== Direction ==
Pull out every line of the rows below that contains the word "forest", copying each one in full.
— Start of Material supplied —
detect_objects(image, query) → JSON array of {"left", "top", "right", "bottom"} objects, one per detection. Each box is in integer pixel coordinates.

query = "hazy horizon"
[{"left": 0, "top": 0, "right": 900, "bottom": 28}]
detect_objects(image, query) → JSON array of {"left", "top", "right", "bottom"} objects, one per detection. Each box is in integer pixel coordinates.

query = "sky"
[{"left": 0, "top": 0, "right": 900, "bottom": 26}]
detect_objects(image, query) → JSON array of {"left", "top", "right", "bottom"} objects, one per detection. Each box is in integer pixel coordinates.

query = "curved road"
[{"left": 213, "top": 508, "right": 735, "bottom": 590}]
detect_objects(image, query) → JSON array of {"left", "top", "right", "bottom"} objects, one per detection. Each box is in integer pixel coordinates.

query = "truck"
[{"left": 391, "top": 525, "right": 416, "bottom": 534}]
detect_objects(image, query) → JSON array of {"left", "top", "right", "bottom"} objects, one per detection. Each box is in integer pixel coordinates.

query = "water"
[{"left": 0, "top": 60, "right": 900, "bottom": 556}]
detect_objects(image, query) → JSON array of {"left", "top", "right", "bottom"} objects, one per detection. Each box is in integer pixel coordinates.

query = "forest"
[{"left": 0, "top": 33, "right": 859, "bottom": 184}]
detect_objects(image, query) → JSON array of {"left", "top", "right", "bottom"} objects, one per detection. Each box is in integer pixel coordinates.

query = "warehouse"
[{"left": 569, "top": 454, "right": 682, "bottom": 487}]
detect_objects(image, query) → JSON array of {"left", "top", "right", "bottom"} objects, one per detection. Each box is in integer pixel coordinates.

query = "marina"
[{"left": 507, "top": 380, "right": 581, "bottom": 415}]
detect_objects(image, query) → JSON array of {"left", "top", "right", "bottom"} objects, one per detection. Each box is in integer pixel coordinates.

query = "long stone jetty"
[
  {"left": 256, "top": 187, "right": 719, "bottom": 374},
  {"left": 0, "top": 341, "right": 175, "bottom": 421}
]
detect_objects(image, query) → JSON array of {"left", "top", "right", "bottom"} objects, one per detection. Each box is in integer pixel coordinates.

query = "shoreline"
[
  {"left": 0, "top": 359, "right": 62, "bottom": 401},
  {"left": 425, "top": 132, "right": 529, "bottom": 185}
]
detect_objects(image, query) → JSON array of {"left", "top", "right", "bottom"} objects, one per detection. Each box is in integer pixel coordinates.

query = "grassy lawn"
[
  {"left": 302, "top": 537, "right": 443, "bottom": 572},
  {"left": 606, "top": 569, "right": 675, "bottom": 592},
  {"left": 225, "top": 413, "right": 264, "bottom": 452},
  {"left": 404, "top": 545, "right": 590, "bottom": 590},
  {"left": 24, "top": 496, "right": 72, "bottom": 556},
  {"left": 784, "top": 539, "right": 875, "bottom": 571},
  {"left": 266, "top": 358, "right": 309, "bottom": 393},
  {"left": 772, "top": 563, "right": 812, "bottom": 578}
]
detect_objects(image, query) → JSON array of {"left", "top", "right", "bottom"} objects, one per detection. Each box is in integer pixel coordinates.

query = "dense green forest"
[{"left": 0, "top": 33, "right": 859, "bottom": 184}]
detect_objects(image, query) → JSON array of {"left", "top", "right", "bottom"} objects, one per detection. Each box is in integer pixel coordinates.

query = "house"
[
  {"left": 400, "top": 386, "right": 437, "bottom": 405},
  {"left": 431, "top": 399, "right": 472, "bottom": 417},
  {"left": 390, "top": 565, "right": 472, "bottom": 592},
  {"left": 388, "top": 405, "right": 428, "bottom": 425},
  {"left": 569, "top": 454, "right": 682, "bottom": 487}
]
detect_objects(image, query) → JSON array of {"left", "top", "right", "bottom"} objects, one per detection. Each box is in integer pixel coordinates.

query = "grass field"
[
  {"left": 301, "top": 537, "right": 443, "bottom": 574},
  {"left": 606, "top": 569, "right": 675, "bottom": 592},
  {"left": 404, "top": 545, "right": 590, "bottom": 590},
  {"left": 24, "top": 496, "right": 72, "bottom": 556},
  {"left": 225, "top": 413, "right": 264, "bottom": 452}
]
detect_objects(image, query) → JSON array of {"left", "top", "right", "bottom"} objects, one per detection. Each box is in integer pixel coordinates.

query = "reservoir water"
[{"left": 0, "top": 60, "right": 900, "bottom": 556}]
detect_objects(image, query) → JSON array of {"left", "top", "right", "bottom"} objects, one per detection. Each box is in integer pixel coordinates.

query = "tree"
— End of Material supplied —
== Response to the task ==
query = "forest"
query = "dense green forest"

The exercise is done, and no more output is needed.